Supplied records —
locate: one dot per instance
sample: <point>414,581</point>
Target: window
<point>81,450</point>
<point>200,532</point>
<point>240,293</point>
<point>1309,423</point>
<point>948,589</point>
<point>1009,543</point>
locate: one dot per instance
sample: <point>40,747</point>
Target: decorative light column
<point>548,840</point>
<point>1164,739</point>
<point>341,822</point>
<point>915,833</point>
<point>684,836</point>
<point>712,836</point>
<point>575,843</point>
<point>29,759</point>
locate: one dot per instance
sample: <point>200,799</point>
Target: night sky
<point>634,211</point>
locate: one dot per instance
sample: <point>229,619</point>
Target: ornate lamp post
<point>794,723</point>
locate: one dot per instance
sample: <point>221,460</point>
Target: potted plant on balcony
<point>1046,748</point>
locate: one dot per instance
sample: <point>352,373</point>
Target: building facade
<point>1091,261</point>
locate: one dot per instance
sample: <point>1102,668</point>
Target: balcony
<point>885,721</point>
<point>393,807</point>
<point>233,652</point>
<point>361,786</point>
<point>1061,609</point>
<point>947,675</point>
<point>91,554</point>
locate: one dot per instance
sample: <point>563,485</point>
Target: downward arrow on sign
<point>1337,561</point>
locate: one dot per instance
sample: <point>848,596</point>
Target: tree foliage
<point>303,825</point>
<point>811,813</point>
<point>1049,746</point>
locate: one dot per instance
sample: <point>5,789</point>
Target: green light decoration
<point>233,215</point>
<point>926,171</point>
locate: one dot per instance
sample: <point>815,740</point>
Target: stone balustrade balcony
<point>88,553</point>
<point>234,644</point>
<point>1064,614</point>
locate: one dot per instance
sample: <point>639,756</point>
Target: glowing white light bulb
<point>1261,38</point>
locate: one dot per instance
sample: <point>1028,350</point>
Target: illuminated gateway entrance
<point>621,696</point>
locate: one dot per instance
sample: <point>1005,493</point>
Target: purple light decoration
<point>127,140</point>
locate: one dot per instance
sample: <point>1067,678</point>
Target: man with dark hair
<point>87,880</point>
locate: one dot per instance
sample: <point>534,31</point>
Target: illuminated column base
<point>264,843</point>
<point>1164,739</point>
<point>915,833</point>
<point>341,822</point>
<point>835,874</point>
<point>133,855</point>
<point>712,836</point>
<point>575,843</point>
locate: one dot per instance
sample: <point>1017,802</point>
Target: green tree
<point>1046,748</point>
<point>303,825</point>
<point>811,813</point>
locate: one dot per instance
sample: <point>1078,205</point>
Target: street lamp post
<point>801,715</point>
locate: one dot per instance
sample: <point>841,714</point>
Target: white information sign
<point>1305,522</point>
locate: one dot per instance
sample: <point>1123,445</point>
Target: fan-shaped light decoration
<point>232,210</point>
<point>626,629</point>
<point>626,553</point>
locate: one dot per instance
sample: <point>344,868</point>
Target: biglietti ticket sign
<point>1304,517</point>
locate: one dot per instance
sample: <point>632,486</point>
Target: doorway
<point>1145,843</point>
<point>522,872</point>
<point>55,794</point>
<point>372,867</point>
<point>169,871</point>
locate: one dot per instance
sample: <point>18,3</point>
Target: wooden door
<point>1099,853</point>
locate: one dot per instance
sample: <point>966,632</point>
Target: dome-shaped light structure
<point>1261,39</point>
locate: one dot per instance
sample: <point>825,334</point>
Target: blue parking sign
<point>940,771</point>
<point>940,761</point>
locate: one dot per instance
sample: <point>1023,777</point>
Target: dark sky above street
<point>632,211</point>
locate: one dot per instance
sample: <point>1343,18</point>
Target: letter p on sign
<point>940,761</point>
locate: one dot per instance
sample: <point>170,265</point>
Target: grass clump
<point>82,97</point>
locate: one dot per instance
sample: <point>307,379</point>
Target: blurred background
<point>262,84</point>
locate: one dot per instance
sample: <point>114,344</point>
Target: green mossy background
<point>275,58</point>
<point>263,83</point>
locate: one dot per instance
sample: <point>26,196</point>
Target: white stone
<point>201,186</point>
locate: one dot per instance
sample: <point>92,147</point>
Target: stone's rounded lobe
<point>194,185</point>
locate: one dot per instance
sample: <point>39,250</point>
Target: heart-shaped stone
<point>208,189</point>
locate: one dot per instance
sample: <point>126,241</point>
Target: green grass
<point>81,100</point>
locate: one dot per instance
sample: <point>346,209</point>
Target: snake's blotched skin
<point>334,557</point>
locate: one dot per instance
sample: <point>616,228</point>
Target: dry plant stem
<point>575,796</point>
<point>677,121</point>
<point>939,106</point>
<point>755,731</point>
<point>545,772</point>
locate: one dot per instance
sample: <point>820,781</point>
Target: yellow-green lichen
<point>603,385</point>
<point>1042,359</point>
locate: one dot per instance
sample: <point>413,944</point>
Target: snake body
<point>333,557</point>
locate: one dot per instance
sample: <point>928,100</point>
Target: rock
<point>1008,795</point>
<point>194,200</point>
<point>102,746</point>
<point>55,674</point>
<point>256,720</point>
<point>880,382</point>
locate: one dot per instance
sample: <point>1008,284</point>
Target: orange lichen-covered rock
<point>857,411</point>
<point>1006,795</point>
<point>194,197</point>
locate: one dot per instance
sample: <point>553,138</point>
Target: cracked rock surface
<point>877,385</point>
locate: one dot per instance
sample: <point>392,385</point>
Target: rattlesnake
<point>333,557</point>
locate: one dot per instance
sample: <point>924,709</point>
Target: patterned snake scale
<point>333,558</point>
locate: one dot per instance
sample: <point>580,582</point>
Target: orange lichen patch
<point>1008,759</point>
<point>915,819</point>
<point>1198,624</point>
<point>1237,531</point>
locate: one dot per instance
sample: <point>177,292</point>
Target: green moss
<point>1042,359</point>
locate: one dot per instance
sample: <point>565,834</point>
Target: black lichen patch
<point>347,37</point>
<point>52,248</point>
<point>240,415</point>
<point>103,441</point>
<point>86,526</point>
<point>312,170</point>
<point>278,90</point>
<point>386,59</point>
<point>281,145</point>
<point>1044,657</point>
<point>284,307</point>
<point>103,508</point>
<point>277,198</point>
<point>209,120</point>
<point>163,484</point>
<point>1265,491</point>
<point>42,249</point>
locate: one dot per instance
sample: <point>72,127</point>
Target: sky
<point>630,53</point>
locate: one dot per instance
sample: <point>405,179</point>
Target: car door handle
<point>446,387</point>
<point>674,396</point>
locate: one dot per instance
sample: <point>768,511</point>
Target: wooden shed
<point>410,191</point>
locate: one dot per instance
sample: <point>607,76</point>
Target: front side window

Exercise brief — Output the listing above in full. Every line must match.

Task solution —
locate: one dot per instance
sample: <point>414,581</point>
Target: window
<point>81,450</point>
<point>200,532</point>
<point>240,293</point>
<point>1309,423</point>
<point>948,589</point>
<point>1009,543</point>
locate: one dot per instance
sample: <point>40,747</point>
Target: decorative light column
<point>548,840</point>
<point>1164,739</point>
<point>341,822</point>
<point>915,833</point>
<point>684,836</point>
<point>712,836</point>
<point>575,843</point>
<point>29,759</point>
locate: one dot per instance
sample: <point>200,799</point>
Target: night sky
<point>634,211</point>
locate: one dot per instance
sample: <point>229,619</point>
Target: ornate lamp post
<point>794,723</point>
locate: one dot per instance
sample: <point>221,460</point>
Target: potted plant on balcony
<point>1046,748</point>
locate: one dot per instance
sample: <point>352,373</point>
Target: building facade
<point>1091,261</point>
locate: one dot per instance
sample: <point>1102,668</point>
Target: balcony
<point>885,721</point>
<point>393,807</point>
<point>233,652</point>
<point>361,786</point>
<point>1061,609</point>
<point>947,675</point>
<point>91,554</point>
locate: one dot per instance
sample: <point>563,485</point>
Target: downward arrow on sign
<point>1337,561</point>
locate: one dot per instance
sample: <point>848,596</point>
Target: tree foliage
<point>303,825</point>
<point>811,813</point>
<point>1049,746</point>
locate: one dot per instance
sample: <point>5,789</point>
Target: green light decoration
<point>233,215</point>
<point>926,171</point>
locate: one dot per instance
sample: <point>815,740</point>
Target: stone balustrade balcony
<point>88,553</point>
<point>234,644</point>
<point>1064,614</point>
locate: one dot per instance
sample: <point>639,756</point>
Target: glowing white light bulb
<point>1261,38</point>
locate: one dot per instance
sample: <point>1028,350</point>
Target: illuminated gateway entrance
<point>621,696</point>
locate: one dot per instance
sample: <point>1005,493</point>
Target: purple light decoration
<point>127,140</point>
locate: one dot per instance
sample: <point>1067,678</point>
Target: man with dark hair
<point>87,880</point>
locate: one dot per instance
sample: <point>534,31</point>
Target: illuminated column base
<point>264,843</point>
<point>1164,739</point>
<point>915,833</point>
<point>341,822</point>
<point>835,874</point>
<point>133,855</point>
<point>712,836</point>
<point>575,843</point>
locate: one dot per instance
sample: <point>1017,802</point>
Target: green tree
<point>1046,748</point>
<point>303,825</point>
<point>811,813</point>
locate: one dot per instance
sample: <point>1078,205</point>
Target: street lamp post
<point>801,715</point>
locate: one dot per instance
sample: <point>841,714</point>
Target: white information sign
<point>1305,522</point>
locate: one dot per instance
sample: <point>1123,445</point>
Target: fan-shaped light decoration
<point>232,210</point>
<point>626,629</point>
<point>626,553</point>
locate: one dot per instance
sample: <point>344,868</point>
Target: biglietti ticket sign
<point>1304,517</point>
locate: one dot per instance
sample: <point>632,486</point>
Target: doorway
<point>1145,843</point>
<point>522,872</point>
<point>55,794</point>
<point>372,867</point>
<point>169,871</point>
locate: one dot per instance
sample: <point>18,3</point>
Target: wooden door
<point>1099,853</point>
locate: one dot per instance
sample: <point>966,632</point>
Target: dome-shaped light structure
<point>1261,39</point>
locate: one dot per instance
sample: <point>825,334</point>
Target: blue parking sign
<point>940,771</point>
<point>940,761</point>
locate: one dot per instance
sample: <point>1023,777</point>
Target: dark sky above street
<point>632,211</point>
locate: one dot per instance
sample: <point>1343,18</point>
Target: letter p on sign
<point>940,761</point>
locate: one dot per instance
sample: <point>170,265</point>
Target: grass clump
<point>82,97</point>
locate: one dot per instance
sample: <point>307,379</point>
Target: blurred background
<point>262,84</point>
locate: one dot per instance
sample: <point>114,344</point>
Target: green mossy background
<point>275,58</point>
<point>263,83</point>
locate: one dot per instance
sample: <point>26,196</point>
Target: white stone
<point>201,186</point>
locate: one dot per instance
sample: <point>92,147</point>
Target: stone's rounded lobe
<point>194,185</point>
locate: one dot per instance
sample: <point>39,250</point>
Target: heart-shaped stone
<point>208,189</point>
locate: one dot per instance
sample: <point>126,241</point>
Target: green grass
<point>81,100</point>
locate: one dot per instance
sample: <point>346,209</point>
Target: snake's blotched skin
<point>334,557</point>
locate: one dot per instance
sample: <point>616,228</point>
Target: dry plant stem
<point>575,796</point>
<point>677,121</point>
<point>939,106</point>
<point>755,731</point>
<point>545,772</point>
locate: one dot per instance
sample: <point>820,781</point>
Target: yellow-green lichen
<point>603,385</point>
<point>1042,359</point>
locate: one dot per instance
sample: <point>413,944</point>
Target: snake body
<point>333,557</point>
locate: one dot per instance
sample: <point>928,100</point>
Target: rock
<point>1008,795</point>
<point>194,200</point>
<point>102,746</point>
<point>55,674</point>
<point>256,720</point>
<point>880,382</point>
locate: one dot per instance
sample: <point>1008,284</point>
Target: orange lichen-covered rock
<point>857,411</point>
<point>1006,795</point>
<point>194,197</point>
locate: one dot per instance
sample: <point>553,138</point>
Target: cracked rock surface
<point>877,385</point>
locate: one dot per instance
sample: <point>392,385</point>
Target: rattlesnake
<point>333,557</point>
locate: one dot per instance
sample: <point>924,709</point>
Target: patterned snake scale
<point>333,558</point>
locate: one dot per instance
sample: <point>580,582</point>
Target: orange lichen patch
<point>1008,759</point>
<point>915,819</point>
<point>1198,624</point>
<point>1237,531</point>
locate: one dot per instance
sample: <point>177,292</point>
Target: green moss
<point>1042,359</point>
locate: one dot per instance
sample: <point>565,834</point>
Target: black lichen patch
<point>347,37</point>
<point>52,248</point>
<point>240,415</point>
<point>103,441</point>
<point>86,526</point>
<point>312,170</point>
<point>278,90</point>
<point>386,59</point>
<point>281,145</point>
<point>1044,657</point>
<point>284,307</point>
<point>103,508</point>
<point>277,198</point>
<point>209,120</point>
<point>163,484</point>
<point>1265,491</point>
<point>42,249</point>
locate: one dot per instance
sample: <point>72,127</point>
Target: sky
<point>630,53</point>
locate: one dot per instance
sample: <point>405,179</point>
Target: car door handle
<point>446,387</point>
<point>674,396</point>
locate: one dot per instance
sample: <point>768,511</point>
Target: wooden shed
<point>410,191</point>
locate: one dot per instance
sample: <point>607,76</point>
Target: front side window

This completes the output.